[Start Provided records]

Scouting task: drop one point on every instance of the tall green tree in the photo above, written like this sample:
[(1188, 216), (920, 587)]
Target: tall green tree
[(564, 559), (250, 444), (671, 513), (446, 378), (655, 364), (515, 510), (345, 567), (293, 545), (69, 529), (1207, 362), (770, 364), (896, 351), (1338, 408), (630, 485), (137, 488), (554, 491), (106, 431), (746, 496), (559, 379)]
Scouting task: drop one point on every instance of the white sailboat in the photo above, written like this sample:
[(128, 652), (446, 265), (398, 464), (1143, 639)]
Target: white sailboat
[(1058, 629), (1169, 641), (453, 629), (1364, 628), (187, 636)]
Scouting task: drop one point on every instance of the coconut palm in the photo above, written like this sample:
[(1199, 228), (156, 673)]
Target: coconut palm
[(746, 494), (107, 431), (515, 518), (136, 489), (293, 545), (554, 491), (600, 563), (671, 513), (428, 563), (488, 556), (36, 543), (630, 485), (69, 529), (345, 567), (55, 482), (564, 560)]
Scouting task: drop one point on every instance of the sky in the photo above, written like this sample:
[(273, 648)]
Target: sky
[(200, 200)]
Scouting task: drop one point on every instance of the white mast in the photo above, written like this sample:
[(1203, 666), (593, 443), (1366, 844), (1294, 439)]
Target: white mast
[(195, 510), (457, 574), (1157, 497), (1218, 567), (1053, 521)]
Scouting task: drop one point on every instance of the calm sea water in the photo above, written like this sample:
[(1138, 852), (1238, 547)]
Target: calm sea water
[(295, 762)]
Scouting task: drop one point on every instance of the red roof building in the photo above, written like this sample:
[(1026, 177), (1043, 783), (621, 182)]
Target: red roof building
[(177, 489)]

[End Provided records]
[Start Provided records]

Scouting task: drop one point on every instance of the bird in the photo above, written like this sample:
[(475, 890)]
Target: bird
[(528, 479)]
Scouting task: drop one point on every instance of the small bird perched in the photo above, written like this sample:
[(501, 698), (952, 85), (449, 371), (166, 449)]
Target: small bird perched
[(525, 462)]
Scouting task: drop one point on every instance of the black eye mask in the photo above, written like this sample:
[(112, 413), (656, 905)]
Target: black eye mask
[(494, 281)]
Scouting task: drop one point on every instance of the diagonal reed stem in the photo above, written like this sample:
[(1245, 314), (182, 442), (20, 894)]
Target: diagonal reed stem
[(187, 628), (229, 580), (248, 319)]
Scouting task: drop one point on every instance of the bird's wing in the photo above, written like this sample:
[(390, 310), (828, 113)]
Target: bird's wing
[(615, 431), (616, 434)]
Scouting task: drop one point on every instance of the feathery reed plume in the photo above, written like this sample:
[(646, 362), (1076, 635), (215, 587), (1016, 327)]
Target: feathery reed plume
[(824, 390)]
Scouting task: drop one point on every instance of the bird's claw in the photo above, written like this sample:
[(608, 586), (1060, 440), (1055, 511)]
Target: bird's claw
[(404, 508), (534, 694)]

[End Provided records]

### Aim
Copy the records from the line with "Scouting task: drop one point on every instance of the black" up to and including the line with "[(824, 390)]", renaming "reed" to "grass" throughout and keeping everything else the same. Give only those lines.

### Response to this exercise
Scouting task: drop one point on every instance of the black eye mask in the photo above, written like this sample:
[(112, 413), (656, 905)]
Target: black eye mask
[(494, 281)]
Scouting task: drop one point on every instance of the diagonal grass stem in the photo above, written like this sample:
[(1245, 314), (182, 442), (20, 894)]
Target: diagonal grass stem
[(187, 628), (229, 580), (248, 319)]
Scouting task: drop one point on every instance of the bird's wing in the photo above, written like this sample:
[(390, 310), (828, 113)]
Target: bird's wing
[(615, 431), (616, 434)]
Scouting task: drop one point on every instance of the feathery grass plume in the photo above, written like this sample:
[(646, 362), (1076, 635), (215, 587), (1016, 327)]
Target: feathery grass plume
[(824, 390)]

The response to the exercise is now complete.